**Task description**
Translate this sentence from the forum thread into Spanish: "The Junglas is a bit much to swing constantly."
── Passage
That's an amazing bow! I think the sling and bow pair well together and you are getting great use out of the combo. Best of luck with the bear now that you are getting the squirrels in line!


----------



## msturm (Sep 18, 2019)

ffastfzr said:


> We had planned on hitting each of the three cabins and spending 3 nights or so at each. Then we'd likely sleep out 3 or 4 nights in our hammocks as we finished out the loop.
> I already bought myself an Esee Junglas specifically for machete/camp knife duty, but I might opt for a lighter weight machete and carry my trusty Esee 6 for camp duty. The Junglas is a bit much to swing constantly.
> When my wife and I did the Resurrection trail, we both carried bear spray and 870s loaded with Brenneke slugs. Only ran into one juvenile black bear, but ran into an absolute ton of moose. And it was right when they were calving, so that made things interesting.
> When we went to Admiralty lsland, in addition to bear spray, my wife had her 870 and I brought my 11-87 both with Brennekes, and we both had 10mm Glocks in chest holsters loaded with 220gr hard cast Underwoods. Didn't see a single bear the two weeks we were there, but there were footprints, bed downs and scat everywhere. And a fresh set of baby bear prints on the beach which had us on HIGH alert. There were a ton of deer runnning around there too, in addition to a slew of other critters.
> I was thinking we were just going to carry spray and our Glocks for this trip to save some weight. I may have to reconsider that...


Sounds like you have it in line! 870 with brenneke slugs is about as much stopping power as you can get. To save some weight you can get an 18in barrel and a pistol grip kit for the 870. hard on the wrist though!


----------
────
── Study material
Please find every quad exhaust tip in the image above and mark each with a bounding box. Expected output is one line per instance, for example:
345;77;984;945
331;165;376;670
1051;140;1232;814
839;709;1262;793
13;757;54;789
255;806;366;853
────
── Study material
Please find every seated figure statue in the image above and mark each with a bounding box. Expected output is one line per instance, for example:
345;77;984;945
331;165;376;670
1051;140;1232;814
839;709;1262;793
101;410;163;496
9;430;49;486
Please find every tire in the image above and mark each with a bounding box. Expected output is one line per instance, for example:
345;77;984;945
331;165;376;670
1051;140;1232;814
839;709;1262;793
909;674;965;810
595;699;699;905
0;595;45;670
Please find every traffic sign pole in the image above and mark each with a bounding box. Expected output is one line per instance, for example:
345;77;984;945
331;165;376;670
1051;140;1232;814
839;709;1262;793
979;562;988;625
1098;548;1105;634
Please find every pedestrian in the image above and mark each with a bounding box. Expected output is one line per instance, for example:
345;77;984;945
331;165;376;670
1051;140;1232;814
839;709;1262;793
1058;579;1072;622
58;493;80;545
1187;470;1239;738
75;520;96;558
────
── Study material
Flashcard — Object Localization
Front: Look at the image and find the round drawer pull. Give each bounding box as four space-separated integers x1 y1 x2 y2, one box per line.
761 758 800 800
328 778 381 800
────
**Answer to the problem**
El Junglas es demasiado para blandirlo constantemente.